ASSIGNMENT
Write the records below out again word for word, with the pictures removed.
*** SUPPLIED RECORDS Section Begins ***
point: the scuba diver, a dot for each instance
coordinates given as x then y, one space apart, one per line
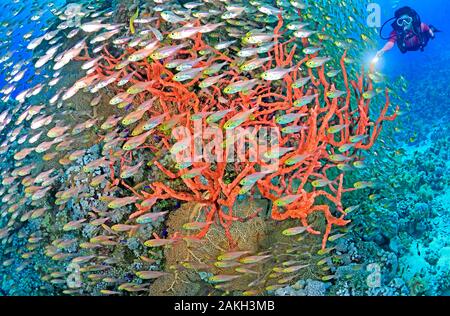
408 32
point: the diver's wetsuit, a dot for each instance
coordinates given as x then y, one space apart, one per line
411 40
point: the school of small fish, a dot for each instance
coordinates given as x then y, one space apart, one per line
91 97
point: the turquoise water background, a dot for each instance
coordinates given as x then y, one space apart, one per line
423 125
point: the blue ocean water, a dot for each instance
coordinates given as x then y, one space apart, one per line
422 137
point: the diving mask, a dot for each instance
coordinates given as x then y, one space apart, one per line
404 21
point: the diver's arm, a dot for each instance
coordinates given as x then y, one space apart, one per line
389 45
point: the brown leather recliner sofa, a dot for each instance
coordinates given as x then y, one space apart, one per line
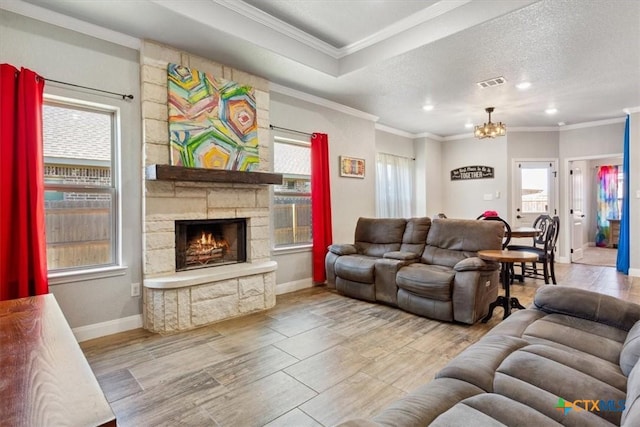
*** SUPPLIED RECORDS Section Ends ***
REPLY
point: the scuba diver, a dot for each instance
coordinates given as x then y, one space apart, one per line
408 32
point: the diver's wetsuit, a dot for each instance
coordinates given as x then y, one space apart, one per line
411 40
point: the school of small fish, a dot for each instance
coordinates given as x then y, one space apart, one per line
91 97
point: the turquoise water background, a dot for each instance
coordinates given as x then y, one space apart, one per line
423 125
point: the blue ocean water, a dot for each instance
coordinates given as x then y, one space apart, one per line
422 137
point: the diving mask, a dot for each instance
coordinates given as x then y, one space apart, one per line
404 21
point: the diver's arm, a dot for each instance
coordinates given as x then y, one space apart, one per line
389 45
point: the brown leather recliner sofa, a dot for each instance
coordinates given as x then y, one space apart, one per line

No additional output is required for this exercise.